## Auszug zum Lesen
------------------------------
Nun war die Region um den Gardasee seit dem Mittelalter stets ein zwischen verschiedenen Herrscherhäusern heiß umkämpftes Gebiet, kriegerisches Hin und Her war dort eher der Alltag denn die Ausnahme. Und dann kommt da so eine zwielichtige Gestalt daher und zeichnet akribisch die Festung ab, immerhin die wichtigste militärische Einrichtung des Ortes. Das konnte nur ein Spion sein. Und bei Spionen gab es seit jeher nur eine probate Verfahrensweise: Erst ein bisschen foltern und dann: Rübe runter!
Man stelle sich das vor! Goethe, unser aller Goethe, in der Blüte seiner Jugend in Italien geköpft! Gut, den Werther hatte er da schon geschrieben und auch den Götz von Berlichingen, wodurch sein am meisten gebrauchtes Zitat zumindest schon mal in der Welt wäre. Aber: Noch keine Wahlverwandtschaften. Noch keine Xenien, kein Hermann und Dorothea, kein West-Östlicher Diwan! Generationen von Schülern wären um das zweifelhafte Vergnügen gekommen, den Zauberlehrling auswendig lernen zu müssen. Legionen von Theatermachern hätten sich verzweifelt dem Trunk ergeben, weil das, was zur Not im Theater immer geht, nämlich Faust, niemals geschrieben worden wäre. Heerscharen von Literaturwissenschaftlern hätten einen anderen Beruf ergreifen müssen! Und vor dem Theater in Weimar stünde wahrscheinlich Schiller ganz allein frierend auf dem Denkmalssockel herum.
Die erfolgreichste deutsche Filmkomödie, inzwischen ist Teil 3 in Arbeit, wäre nie gedreht worden.
Man stellt sich dieses Elend lieber nicht vor.
Und was hat uns nun den Goethe gerettet? Angeblich war ein junger Mann vor Ort, der in Deutschland studiert, dort den Werther gelesen und ein wenig Deutsch gelernt hatte. Dem war unser Nationaldichter tatsächlich ein Begriff und mit seiner Hilfe konnte das Missverständnis aufgeklärt werden, Johann durfte als freier Mann wieder zurück nach Rom und später nach Weimar.
So weit, so langweilig. Zumindest, was das Ende betrifft. Das könnte ruhig ein bisschen ergreifender sein, man möchte als Reiseleiter ja spannende Geschichten erzählen. Etwa so:
Goethe hat ja auf seiner Reise nach Italien ganz neue Dinge kennengelernt, so zum Beispiel die Tatsache, dass sich Männer und Frauen nicht nur in ihrer Bekleidung, sondern auch unter dieser in einigen wichtigen Details maßgeblich unterschieden. Seine Erfahrungen auf diesem Gebiet waren bis dahin, nun ja, eher theoretisch.
------------------------------
## Bereitgestelltes Material

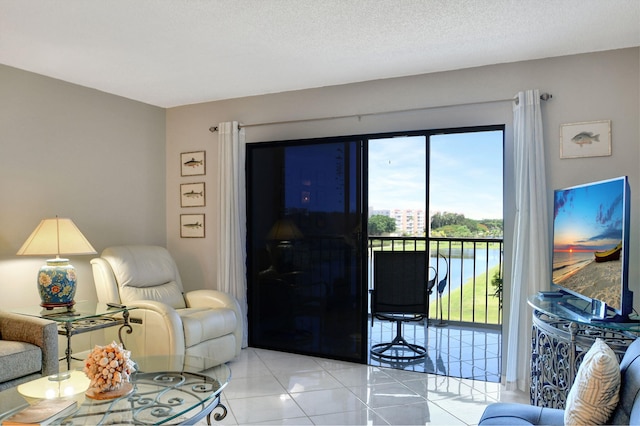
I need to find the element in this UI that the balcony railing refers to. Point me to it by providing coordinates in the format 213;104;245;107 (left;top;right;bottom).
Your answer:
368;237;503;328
------------------------------
## Aufgabenstellungen
1. Überarbeiten Sie einen Abschnitt des Auszugs über Goethe: Beginnen Sie bei den Worten „Die erfolgreichste deutsche“, hören Sie nach „später nach Weimar.“ auf und setzen Sie dabei „Dichterfürst“ anstelle von „Nationaldichter“.
2. Setzen Sie den Auszug über Goethe im Anschluss an seinen letzten Satz fort.
Die Zeilen sind hierfür ohne Belang.

## Antworten je Aufgabe
1.
Die erfolgreichste deutsche Filmkomödie, inzwischen ist Teil 3 in Arbeit, wäre nie gedreht worden.
Man stellt sich dieses Elend lieber nicht vor.
Und was hat uns nun den Goethe gerettet? Angeblich war ein junger Mann vor Ort, der in Deutschland studiert, dort den Werther gelesen und ein wenig Deutsch gelernt hatte. Dem war unser Dichterfürst tatsächlich ein Begriff und mit seiner Hilfe konnte das Missverständnis aufgeklärt werden, Johann durfte als freier Mann wieder zurück nach Rom und später nach Weimar.

2.
Seine erste große Liebe, Charlotte Buff, machte ihm von Anfang an die Spielregeln klar: Ringelpietz ja, aber ohne Anfassen! Kurz darauf fand sich tatsächlich eine junge Dame, die Frankfurter Bankierstochter Lili Schönemann, die sich mit ihm verlobte und ihm das bieten wollte, was eine Ehefrau ihrem Gatten eben so zu bieten hat – worauf unser Johann zutiefst verstört erst einmal die Flucht in die Schweiz antrat. Die Verlobung wurde gelöst. Und später in Weimar erging es ihm mit der Frau von Stein wie schon bei Charlotte: Geistreiche Gespräche führen, tiefe Blicke aus schmachtenden Augen, aber ansonsten: Das Berühren der Figüren mit den Pfoten ist verboten.
Da kann man schon mal die Sinnkrise bekommen und nach Italien reisen. Die Römerinnen jedenfalls schienen von dem jungfräulichen Johann Wolfgang ganz begeistert zu sein und begierig darauf, ihm die wichtigste Regel vernünftiger Wissenschaft beizubringen, dass man nämlich jede Theorie sehr ausgiebig mit praktischer Erfahrung verbinden muss.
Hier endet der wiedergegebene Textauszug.